### HOW TO COMPLETE THIS TASK
Pull each line containing "white" out of the data and copy it.

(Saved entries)
______________________________
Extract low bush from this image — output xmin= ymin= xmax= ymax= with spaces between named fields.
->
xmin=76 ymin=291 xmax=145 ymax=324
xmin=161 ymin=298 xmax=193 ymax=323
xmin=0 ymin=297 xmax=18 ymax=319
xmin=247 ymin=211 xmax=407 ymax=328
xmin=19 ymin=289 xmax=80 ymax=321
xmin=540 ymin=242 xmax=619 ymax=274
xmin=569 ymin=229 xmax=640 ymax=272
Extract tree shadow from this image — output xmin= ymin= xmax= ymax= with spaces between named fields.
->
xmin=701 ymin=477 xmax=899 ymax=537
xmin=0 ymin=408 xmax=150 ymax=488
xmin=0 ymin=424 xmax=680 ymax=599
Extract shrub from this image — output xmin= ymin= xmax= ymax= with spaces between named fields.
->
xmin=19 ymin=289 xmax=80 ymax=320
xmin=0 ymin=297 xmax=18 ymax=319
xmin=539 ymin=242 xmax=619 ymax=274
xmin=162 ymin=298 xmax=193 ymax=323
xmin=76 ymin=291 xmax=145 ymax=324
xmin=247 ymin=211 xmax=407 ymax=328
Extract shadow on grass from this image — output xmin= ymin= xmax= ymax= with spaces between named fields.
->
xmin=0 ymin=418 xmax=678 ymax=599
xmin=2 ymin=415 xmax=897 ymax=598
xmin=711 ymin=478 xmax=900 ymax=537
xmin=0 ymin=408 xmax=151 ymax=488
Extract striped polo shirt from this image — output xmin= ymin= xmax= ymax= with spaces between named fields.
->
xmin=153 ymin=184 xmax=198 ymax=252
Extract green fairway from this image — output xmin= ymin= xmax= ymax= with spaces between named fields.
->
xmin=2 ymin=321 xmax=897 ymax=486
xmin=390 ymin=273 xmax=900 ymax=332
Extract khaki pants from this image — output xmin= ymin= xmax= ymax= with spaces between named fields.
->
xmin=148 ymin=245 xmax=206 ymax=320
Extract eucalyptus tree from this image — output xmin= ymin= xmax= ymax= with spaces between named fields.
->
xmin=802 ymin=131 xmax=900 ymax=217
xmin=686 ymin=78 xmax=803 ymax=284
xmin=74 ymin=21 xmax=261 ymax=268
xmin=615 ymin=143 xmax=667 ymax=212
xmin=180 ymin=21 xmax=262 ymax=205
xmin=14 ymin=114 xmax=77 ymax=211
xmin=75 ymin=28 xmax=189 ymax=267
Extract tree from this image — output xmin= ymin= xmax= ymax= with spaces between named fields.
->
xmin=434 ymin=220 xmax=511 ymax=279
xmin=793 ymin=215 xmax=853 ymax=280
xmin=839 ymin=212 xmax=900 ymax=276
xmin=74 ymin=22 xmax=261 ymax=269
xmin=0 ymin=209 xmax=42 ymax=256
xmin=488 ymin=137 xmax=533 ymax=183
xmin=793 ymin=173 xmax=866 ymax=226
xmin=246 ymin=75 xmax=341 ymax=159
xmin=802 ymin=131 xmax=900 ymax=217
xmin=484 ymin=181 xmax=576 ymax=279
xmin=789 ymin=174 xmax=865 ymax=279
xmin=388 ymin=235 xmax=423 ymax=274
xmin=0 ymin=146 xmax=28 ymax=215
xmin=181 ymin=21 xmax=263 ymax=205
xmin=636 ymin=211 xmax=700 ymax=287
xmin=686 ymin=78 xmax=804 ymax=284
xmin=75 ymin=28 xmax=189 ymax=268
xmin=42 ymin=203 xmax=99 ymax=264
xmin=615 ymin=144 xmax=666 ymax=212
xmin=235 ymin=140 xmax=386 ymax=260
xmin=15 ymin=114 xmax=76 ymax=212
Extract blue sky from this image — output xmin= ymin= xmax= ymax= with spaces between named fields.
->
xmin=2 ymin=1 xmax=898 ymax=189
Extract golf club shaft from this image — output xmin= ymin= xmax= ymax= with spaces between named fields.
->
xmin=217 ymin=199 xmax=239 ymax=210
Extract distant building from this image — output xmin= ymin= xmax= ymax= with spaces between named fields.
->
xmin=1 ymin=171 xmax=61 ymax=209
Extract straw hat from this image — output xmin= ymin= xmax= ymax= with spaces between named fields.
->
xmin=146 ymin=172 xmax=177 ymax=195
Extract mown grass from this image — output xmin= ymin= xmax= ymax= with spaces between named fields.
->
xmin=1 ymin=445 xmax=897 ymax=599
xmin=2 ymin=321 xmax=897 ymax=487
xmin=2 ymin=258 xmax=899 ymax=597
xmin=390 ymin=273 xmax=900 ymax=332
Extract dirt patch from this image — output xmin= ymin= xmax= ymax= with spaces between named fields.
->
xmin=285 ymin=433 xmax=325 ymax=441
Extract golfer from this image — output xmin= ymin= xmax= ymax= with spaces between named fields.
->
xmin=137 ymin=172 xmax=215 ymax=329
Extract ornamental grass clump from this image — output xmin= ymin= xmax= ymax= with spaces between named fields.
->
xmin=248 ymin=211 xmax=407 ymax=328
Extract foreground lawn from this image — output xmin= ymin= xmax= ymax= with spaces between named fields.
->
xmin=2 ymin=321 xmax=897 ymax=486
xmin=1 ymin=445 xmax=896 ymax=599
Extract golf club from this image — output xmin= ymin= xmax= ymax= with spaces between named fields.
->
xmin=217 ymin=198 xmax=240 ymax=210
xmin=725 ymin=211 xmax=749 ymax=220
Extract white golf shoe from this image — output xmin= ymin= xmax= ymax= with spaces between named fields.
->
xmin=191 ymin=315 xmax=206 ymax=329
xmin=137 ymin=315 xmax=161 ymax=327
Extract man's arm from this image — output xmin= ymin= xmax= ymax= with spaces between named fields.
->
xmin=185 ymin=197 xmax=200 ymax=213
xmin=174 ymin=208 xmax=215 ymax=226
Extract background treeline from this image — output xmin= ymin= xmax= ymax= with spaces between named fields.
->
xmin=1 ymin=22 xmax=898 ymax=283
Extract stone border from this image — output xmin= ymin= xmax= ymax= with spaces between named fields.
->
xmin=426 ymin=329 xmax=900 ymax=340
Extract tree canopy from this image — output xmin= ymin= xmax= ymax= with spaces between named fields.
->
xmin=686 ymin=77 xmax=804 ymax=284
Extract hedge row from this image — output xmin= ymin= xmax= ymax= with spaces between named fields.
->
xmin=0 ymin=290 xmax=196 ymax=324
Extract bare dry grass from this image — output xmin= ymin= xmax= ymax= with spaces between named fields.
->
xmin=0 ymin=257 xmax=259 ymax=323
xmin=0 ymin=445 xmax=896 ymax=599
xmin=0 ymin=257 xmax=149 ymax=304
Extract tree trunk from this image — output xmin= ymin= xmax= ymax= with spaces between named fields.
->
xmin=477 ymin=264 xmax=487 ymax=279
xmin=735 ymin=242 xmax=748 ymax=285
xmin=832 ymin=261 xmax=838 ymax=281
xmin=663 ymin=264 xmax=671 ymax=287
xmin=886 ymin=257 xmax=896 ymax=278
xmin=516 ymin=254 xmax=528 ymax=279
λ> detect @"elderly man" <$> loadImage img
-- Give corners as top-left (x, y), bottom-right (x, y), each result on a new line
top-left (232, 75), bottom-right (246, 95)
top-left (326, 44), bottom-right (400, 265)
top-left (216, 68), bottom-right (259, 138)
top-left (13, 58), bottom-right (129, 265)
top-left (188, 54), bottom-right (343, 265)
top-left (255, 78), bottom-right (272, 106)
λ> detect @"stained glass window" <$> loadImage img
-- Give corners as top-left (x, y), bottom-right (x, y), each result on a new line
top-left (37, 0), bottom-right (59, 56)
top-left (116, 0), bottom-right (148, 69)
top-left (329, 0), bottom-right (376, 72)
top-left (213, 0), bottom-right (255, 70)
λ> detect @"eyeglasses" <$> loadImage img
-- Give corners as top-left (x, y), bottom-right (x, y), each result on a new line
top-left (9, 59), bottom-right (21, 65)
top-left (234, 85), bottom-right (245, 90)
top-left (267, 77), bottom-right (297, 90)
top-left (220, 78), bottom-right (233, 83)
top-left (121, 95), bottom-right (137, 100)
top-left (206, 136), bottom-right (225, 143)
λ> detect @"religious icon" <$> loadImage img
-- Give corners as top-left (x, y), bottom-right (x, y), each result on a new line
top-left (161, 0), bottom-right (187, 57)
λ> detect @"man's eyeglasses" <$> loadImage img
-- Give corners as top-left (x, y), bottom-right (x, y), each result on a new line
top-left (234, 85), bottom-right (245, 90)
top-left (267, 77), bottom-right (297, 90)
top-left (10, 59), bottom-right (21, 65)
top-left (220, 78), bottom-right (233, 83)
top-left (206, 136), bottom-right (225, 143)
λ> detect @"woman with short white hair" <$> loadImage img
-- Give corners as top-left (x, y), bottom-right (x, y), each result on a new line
______________________________
### TASK RESULT
Extract white golf shoe from this image — output xmin= ymin= xmax= ymax= with spaces between named fields.
λ> detect @"woman with short white hair" <$> loadImage img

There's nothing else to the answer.